### TASK REQUIREMENTS
Pick up the passage on climate change and wood decay hazard in the UK from where it stops, and keep going in the same style.

### DOCUMENT SECTION
[start]

Actual and projected decadal SCI values for Western Scotland (WS) and South East England (SE) under RCP, 2.6, 4.5, 6.0 and 8.5 scenarios.

Traditionally SCI data is given as the tri-decadal value, and these values are shown in Table 2 for the noted time periods for all regions.

Table 2 Projected Tri-decadal (2100 value is bi-decadal) SCI values for all areas of the United Kingdom under RCP 2.6, 4.5, 6.0 and 8.5 scenarios.

The RCP 4.5 and 6.0 projections appear to be quite similar and may represent the most likely projections. RCP 8.5 was designed as a worst case scenario (often called the “business as usual scenario” but is now thought to be less probable due to measures already taken. RCP 2.6 relies on very stringent mitigation measures being taken so may also be less probable. The projections do indicate that even under the “least effect scenario” of RCP 2.6 all areas of the UK will move into the very high hazard category based on SCI.

The change in SCI values as shown in Table 2 demonstrate very well, the clear effect of the changing climate on the climate based decay hazard. Even with the lowest scenario which includes stringent mitigation efforts (RCP 2.6) an increase in decay hazard of between 16% to − 30% can be projected for all regions of the UK by the end of the century. With the RCP 6.0 emissions scenario the increase is in the range of 30% to 55% and 43% to 76% with the RCP 8.5 scenario.

It is interesting to note that although the climate projections suggest wetter and warmer winters and dryer and warmer summers, there is an increase in the SCI. This suggests that the warmer temperatures of the winter have more of an impact on total decay hazard than the dryer summers, which corresponds with the conclusions of Grontoft16.

Implications of increasing hazard

As stated previously there are now doubts over the likelihood of the RCP 8.5 scenario being probable. However, the clear changing climate risk for decay may have a number of implications, the basic one of course being faster rates of decay. This could lead to economic loss due to higher maintenance costs and more frequent replacement of affected wood either for utility, safety or aesthetic reasons. There may also be cultural loss due to decay of historic wood structures and items.

[end]

### PROVIDED RECORDS
[start]

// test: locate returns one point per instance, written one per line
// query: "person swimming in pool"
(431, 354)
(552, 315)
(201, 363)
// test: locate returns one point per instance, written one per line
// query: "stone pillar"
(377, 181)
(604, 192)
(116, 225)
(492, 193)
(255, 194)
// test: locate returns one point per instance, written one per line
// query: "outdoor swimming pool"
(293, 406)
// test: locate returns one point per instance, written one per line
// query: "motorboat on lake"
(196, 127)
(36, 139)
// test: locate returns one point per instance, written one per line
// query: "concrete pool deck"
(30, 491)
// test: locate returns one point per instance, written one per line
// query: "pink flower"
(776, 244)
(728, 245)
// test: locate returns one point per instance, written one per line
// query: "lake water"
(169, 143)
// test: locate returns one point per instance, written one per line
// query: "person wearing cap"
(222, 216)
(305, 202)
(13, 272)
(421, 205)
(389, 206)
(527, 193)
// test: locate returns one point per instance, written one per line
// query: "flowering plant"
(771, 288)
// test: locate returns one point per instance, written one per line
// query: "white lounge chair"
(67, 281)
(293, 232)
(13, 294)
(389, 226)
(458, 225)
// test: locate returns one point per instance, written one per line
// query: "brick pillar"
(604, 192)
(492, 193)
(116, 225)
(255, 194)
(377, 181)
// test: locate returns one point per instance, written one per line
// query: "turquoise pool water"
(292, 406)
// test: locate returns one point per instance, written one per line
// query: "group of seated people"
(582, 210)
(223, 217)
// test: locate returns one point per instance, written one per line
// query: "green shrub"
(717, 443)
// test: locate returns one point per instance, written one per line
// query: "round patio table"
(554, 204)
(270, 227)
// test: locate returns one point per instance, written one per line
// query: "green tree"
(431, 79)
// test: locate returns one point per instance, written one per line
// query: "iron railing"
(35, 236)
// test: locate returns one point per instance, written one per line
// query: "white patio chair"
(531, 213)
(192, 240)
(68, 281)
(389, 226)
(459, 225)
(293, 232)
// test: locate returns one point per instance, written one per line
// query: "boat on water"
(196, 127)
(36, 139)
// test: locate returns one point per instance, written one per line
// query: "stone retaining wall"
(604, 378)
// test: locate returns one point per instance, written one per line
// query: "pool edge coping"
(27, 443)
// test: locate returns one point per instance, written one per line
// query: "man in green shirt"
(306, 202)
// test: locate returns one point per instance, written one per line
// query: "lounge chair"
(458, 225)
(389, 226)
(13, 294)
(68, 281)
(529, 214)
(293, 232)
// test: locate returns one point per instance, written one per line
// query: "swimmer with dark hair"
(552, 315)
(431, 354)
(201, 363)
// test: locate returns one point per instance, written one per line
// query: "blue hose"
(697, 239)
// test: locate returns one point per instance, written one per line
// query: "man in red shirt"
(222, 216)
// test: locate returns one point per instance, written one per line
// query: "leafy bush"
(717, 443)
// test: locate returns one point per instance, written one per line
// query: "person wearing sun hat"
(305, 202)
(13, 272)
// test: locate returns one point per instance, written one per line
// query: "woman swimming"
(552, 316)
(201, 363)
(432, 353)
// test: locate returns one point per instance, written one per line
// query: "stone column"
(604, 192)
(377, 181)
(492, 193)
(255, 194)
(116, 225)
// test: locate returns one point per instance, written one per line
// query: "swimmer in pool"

[end]

### ANSWER TO THIS EXERCISE
However, it needs to be remembered that local effects will play major roles on whether or not a particular wooden item will decay. Situational variables such as local microclimates, prevailing winds and speed of drying are not taken into account with the broader climate index. Also the wood type and preservation or modification techniques used can significantly reduce decay risk.

The increasing climate based hazard should refocus scrutiny on building design and choice of durable woods. There may also be the increased need for effective and appropriate wood protection strategies via wood treatment’s and modification.

Conclusions

There has been a clear increase in the climate index for decay in the United Kingdom from 1990 to the present day. This implies an associated rise in decay hazard. Current climate projections suggest that the UK will experience warmer and wetter winters and warmer and dryer summers. Calculations of the Scheffer Climate Index based on UK climate projections show that by 2050 a 10% to 30% increase in SCI is projected and by 2100 a possible 15% to 55% (dependent on region) increase could be observed.

The major implication is that to ensure serviceability of wood and wooden structures exposed to the environment, the use of good design, durable woods and properly treated or modified woods will be paramount.

Methods

Scheffer Climate Index

The Scheffer Climate Index SCI calculation is based on mean temperature and moisture content and uses the following equation

$$SCI=\frac{{\sum }_{Jan}^{Dec}\left[\left(T-2\right)\left(D-3\right)\right]}{16.7}$$
(1)

where, SCI = Scheffer Climate Index, T = mean monthly temperature, D = mean number of days in the month with 0.25 mm or more of rain. \({\sum }_{Jan}^{Dec}\) = the sum of the products for each month of the year.

The temperature and rain days have attached constants to accommodate minimum temperature requirements and to estimate wetting times. The divisor (16.7) is an arbitrary number designed to accommodate the index value approximately in a value range of 0–100, although values of 100 + are easily possible.

A general hazard risk has been assigned depending on the SCI values as follows; a value less than 35 indicating low hazard, values 35 to 65 as moderate hazard, 65 to 100 high hazard and above 100 as very high hazard.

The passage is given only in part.